Scan the entries for the word "cleared". Every line that has it should be copied.

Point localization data
_ _ _

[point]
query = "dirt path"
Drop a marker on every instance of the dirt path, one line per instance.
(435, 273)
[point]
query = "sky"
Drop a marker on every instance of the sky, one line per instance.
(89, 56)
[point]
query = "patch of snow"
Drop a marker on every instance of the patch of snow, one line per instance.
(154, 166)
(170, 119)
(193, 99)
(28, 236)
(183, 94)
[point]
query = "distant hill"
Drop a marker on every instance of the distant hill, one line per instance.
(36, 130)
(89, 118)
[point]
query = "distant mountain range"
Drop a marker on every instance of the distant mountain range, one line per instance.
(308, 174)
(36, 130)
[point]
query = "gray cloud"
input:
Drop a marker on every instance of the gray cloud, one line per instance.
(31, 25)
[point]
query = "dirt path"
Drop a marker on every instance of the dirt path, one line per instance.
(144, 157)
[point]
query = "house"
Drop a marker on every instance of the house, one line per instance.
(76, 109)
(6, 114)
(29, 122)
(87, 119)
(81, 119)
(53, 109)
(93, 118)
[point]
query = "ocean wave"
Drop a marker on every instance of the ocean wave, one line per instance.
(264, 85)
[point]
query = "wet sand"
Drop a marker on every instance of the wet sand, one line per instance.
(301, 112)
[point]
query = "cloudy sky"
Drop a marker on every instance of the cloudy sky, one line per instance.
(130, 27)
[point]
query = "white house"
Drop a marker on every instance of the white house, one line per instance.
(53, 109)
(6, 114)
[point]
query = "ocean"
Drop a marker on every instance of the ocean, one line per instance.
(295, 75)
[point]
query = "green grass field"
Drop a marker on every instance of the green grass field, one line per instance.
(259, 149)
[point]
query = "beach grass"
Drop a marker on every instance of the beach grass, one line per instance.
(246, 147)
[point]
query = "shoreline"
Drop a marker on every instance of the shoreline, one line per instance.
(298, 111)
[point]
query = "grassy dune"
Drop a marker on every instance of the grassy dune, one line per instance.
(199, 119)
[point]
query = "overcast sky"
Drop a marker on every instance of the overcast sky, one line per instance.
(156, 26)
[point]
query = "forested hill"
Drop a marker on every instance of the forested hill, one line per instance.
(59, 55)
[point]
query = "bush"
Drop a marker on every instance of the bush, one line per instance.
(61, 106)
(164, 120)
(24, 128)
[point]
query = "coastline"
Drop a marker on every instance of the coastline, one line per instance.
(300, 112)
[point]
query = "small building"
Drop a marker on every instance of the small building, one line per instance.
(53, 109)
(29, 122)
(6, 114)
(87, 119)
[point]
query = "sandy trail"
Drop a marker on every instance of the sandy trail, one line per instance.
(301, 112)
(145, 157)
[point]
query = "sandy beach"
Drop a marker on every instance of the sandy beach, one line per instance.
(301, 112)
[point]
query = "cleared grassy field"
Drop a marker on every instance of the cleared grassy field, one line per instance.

_ _ _

# Task response:
query = "cleared grassy field"
Drop a marker on every instance of the cleared grassy field, one line per instance.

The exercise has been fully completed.